* start Dataset rows *

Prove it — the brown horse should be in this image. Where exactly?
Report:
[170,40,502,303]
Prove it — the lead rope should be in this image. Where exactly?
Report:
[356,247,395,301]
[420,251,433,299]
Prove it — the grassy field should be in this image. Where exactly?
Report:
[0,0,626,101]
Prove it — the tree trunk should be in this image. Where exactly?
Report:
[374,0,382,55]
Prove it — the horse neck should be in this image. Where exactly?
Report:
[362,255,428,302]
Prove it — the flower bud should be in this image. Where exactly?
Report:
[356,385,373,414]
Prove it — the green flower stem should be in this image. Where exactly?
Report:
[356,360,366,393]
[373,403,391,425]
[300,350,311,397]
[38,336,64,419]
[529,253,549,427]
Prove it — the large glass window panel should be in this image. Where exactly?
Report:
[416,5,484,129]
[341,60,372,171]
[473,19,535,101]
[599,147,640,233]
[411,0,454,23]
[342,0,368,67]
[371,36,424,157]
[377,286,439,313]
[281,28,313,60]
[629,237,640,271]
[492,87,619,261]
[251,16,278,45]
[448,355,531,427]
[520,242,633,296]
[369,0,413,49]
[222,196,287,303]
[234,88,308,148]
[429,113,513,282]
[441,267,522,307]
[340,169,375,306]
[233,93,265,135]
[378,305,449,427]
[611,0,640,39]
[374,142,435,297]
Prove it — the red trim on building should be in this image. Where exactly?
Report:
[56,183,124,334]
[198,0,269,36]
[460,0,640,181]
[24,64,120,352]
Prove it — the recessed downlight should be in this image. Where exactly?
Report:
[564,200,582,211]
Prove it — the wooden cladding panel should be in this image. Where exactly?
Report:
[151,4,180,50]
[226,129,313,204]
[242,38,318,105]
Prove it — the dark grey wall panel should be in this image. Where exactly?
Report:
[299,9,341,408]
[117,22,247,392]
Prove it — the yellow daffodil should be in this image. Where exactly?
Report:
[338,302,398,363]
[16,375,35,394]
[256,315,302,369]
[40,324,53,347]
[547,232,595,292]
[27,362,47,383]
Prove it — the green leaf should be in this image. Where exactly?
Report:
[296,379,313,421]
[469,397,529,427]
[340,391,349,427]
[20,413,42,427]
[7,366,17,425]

* end Dataset rows *

## Direction
Could you give the lines of the data above as a Markdown table, starting at the line containing "Prove it — the dark" and ending at the line containing "[27,362,47,383]", with the columns "Row" and "Text"? Leave out any blank lines.

## Written response
| Row | Text |
|---|---|
| 1 | Prove it — the dark grey wall panel should be in this image. Where exactly? |
| 2 | Report: |
| 3 | [299,9,341,408] |
| 4 | [117,22,247,392] |
| 5 | Prove it — the yellow daffodil should be in this image. Where exactly? |
| 6 | Report: |
| 7 | [338,302,398,363] |
| 8 | [16,375,35,394] |
| 9 | [256,315,302,369] |
| 10 | [40,324,53,347] |
| 11 | [547,232,595,292] |
| 12 | [27,362,47,383] |